(EXCERPTED PASSAGE)

The other type of bladder cancer is called "invasive." This cancer is represents a serious condition, as patients with invasive bladder cancer who are not treated have a mean survival of only 9 months. In general, the earlier a patient with invasive bladder cancer has the bladder removed, the more likely he or she will have a good outcome. For the best survival, this cancer should not be treated with anything besides removal of the bladder. Radiation is being investigated, but preliminary data show it is not as effective as surgery. Chemotherapy, if necessary, can be given before or after surgery.

Bladder Cancer Treatment: Radical Cystectomy

The procedure to remove the bladder is referred to as "radical cystectomy." The reason it is referred to as radical is because it implies removing the bladder, and any other adjacent structures where the bladder cancer may have spread. This includes surrounding lymph nodes, occasionally the urethra, the prostate in males, and a portion of the vagina (plus or minus the uterus) in females. Although this sounds like a lot, control of the cancer is of the utmost importance in bladder cancer, which can be deadly if not controlled properly at the time of initial diagnosis. Cystectomy in the 21 st century is a safe, effective procedure with many ways of dealing with the urinary system after bladder removal. Most patients opt for the creation for a new bladder using bowel once the bladder is removed, but other systems of draining the urine (a bag to the skin or new bladder hooked up to the skin that is catheterized to release urine) do exist.

(End EXCERPTED PASSAGE)

> WORK ORDER
Please write out the whole bladder cancer passage word for word. The records come from a separate source, not from the bladder cancer passage.

(LISTED RECORDS)

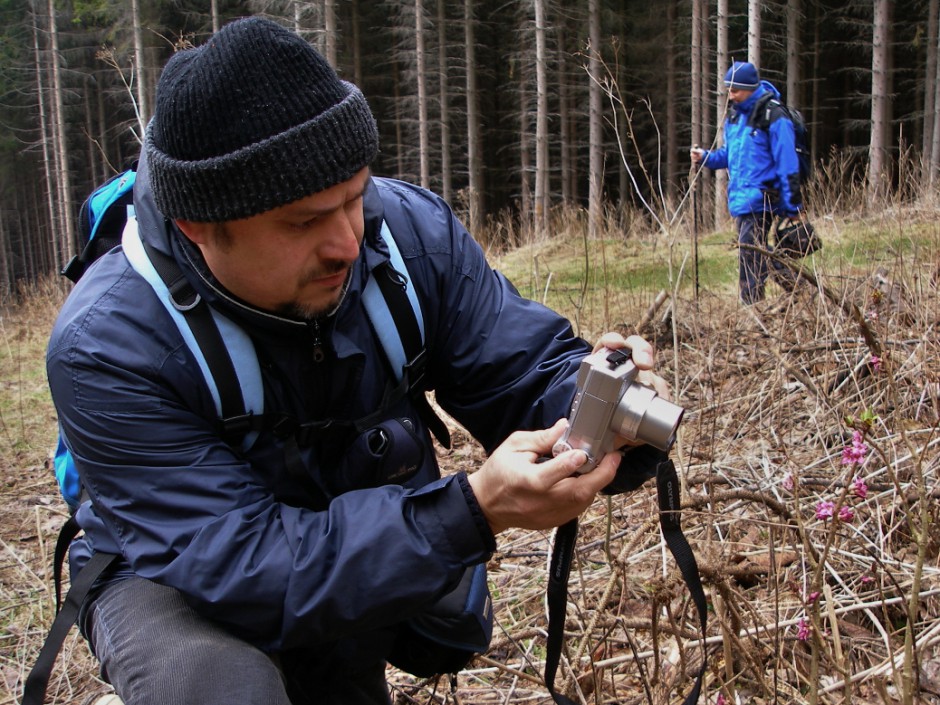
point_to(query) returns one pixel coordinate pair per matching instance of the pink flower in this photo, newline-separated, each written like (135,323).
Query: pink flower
(824,509)
(855,453)
(860,488)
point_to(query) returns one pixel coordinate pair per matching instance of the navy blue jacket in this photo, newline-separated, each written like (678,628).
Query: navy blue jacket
(759,162)
(245,543)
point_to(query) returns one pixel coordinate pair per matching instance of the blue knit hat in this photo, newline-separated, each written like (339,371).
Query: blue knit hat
(743,76)
(253,119)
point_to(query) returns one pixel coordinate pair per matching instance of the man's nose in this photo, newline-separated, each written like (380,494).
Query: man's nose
(343,242)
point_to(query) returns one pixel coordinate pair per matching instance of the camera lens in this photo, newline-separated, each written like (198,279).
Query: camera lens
(644,416)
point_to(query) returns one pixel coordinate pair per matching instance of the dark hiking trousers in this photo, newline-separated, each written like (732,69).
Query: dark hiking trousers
(155,650)
(753,267)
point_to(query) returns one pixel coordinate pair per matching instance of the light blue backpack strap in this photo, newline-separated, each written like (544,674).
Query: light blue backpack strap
(66,474)
(379,314)
(239,346)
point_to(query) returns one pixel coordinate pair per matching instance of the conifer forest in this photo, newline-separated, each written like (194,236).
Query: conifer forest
(509,109)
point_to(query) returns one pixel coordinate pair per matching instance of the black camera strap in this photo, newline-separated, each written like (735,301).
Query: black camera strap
(667,489)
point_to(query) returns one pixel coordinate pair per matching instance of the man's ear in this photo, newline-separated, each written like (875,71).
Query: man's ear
(198,233)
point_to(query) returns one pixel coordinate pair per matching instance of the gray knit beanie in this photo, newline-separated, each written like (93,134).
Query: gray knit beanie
(251,120)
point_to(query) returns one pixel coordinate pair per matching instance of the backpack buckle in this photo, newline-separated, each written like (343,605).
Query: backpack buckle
(414,371)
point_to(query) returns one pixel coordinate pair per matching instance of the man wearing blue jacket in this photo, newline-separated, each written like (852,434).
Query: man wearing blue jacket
(763,175)
(238,581)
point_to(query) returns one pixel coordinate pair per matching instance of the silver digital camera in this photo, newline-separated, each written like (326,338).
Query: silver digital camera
(609,404)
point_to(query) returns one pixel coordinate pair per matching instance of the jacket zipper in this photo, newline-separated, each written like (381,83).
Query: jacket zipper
(318,354)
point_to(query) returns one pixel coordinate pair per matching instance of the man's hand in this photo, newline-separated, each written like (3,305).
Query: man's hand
(514,489)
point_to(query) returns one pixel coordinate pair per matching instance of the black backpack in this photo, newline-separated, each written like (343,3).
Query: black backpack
(767,110)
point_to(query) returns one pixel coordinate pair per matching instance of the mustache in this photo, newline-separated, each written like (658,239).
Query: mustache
(326,269)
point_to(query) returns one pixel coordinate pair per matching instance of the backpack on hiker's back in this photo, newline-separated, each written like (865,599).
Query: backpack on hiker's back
(767,110)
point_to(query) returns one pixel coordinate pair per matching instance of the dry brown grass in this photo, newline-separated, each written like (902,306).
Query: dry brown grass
(772,392)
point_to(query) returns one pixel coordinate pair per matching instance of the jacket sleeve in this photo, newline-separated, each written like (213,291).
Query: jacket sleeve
(786,165)
(499,362)
(186,510)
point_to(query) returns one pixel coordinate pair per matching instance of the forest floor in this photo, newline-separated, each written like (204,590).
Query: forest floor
(810,462)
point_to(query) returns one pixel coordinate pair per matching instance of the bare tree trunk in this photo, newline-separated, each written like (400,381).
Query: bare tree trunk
(721,107)
(446,180)
(357,44)
(568,173)
(421,77)
(596,127)
(143,100)
(526,210)
(329,26)
(753,32)
(814,137)
(49,163)
(932,108)
(879,98)
(5,273)
(794,49)
(474,139)
(65,232)
(399,130)
(672,109)
(541,122)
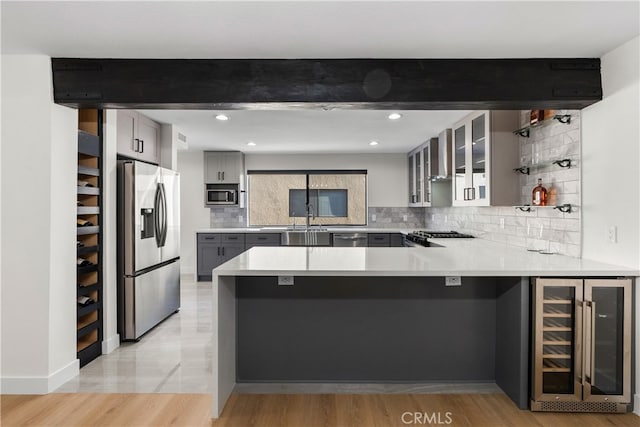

(End LISTED RECORDS)

> OUTPUT OF THE EXERCISE
The other type of bladder cancer is called "invasive." This cancer is represents a serious condition, as patients with invasive bladder cancer who are not treated have a mean survival of only 9 months. In general, the earlier a patient with invasive bladder cancer has the bladder removed, the more likely he or she will have a good outcome. For the best survival, this cancer should not be treated with anything besides removal of the bladder. Radiation is being investigated, but preliminary data show it is not as effective as surgery. Chemotherapy, if necessary, can be given before or after surgery.

Bladder Cancer Treatment: Radical Cystectomy

The procedure to remove the bladder is referred to as "radical cystectomy." The reason it is referred to as radical is because it implies removing the bladder, and any other adjacent structures where the bladder cancer may have spread. This includes surrounding lymph nodes, occasionally the urethra, the prostate in males, and a portion of the vagina (plus or minus the uterus) in females. Although this sounds like a lot, control of the cancer is of the utmost importance in bladder cancer, which can be deadly if not controlled properly at the time of initial diagnosis. Cystectomy in the 21 st century is a safe, effective procedure with many ways of dealing with the urinary system after bladder removal. Most patients opt for the creation for a new bladder using bowel once the bladder is removed, but other systems of draining the urine (a bag to the skin or new bladder hooked up to the skin that is catheterized to release urine) do exist.